*Excerto fornecido:*
Impressionada com o lado estudioso do rapaz, a avó que o vê menos vezes, por força da distância, decidiu recompensar o seu recém adquirido empenho académico. E comprou-lhe um livro que ele queria muito.
– A avó mandou este livro para ti, por andares a estudar tanto – disse-lhe eu.
O olhar dele iluminou-se, mas apenas por instantes. Manteve-se calado, algo que a experiência me diz que significa sempre alguma coisa.
– Não querias o livro? – voltei eu à carga.
– Sim…
E novo silêncio.
– Se não o queres, eu devolvo.
– Não… É que… hoje fiz uma birra.
– Fizeste uma birra? – perguntei eu, fingindo surpresa.
– Sim. Não queria fazer os trabalhos de casa e gritei um bocadinho.

Agora foi a minha vez de ficar em silêncio. Qual cena de duelo de um filme de cowboys, olhámos um para o outro. E os dois para o livro.

*Dados fornecidos:*
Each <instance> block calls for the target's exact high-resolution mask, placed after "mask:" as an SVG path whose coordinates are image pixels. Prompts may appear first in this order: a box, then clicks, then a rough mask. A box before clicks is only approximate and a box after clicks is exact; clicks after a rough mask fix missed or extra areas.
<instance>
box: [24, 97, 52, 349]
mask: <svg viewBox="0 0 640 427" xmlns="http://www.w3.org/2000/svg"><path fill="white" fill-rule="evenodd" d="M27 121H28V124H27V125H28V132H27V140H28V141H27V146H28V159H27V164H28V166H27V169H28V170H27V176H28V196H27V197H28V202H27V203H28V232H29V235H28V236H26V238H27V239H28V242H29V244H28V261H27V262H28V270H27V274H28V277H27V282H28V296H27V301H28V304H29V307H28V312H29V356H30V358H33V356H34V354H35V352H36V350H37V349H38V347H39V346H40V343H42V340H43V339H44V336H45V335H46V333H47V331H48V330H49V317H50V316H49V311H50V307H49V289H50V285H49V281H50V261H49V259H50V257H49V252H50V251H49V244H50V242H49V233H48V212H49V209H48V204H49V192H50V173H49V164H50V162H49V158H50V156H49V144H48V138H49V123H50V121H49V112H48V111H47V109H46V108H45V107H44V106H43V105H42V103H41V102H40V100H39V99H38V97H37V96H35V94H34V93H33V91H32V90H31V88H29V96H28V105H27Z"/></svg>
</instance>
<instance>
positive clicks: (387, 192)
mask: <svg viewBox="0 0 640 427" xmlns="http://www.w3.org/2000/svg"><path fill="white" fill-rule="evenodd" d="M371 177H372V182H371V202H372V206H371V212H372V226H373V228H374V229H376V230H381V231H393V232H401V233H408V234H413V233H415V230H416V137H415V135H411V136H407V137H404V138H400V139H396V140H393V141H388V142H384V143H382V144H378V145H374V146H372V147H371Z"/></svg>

*O que fazer:*
1. Como resumirias o excerto em duas frases?
2. Copia do excerto o trecho entre "Impressionada com o" e "ele queria muito.", inclusive.

*Respostas às tarefas:*
1. Impressionada com o recente empenho académico do rapaz, a avó comprou-lhe um livro que ele queria muito. Ao recebê-lo, ele ficou calado e acabou por confessar que nesse dia tinha feito uma birra e gritado por não querer fazer os trabalhos de casa, o que deixou quem narra também em silêncio, a olhar para ele e para o livro.

2.
Impressionada com o lado estudioso do rapaz, a avó que o vê menos vezes, por força da distância, decidiu recompensar o seu recém adquirido empenho académico. E comprou-lhe um livro que ele queria muito.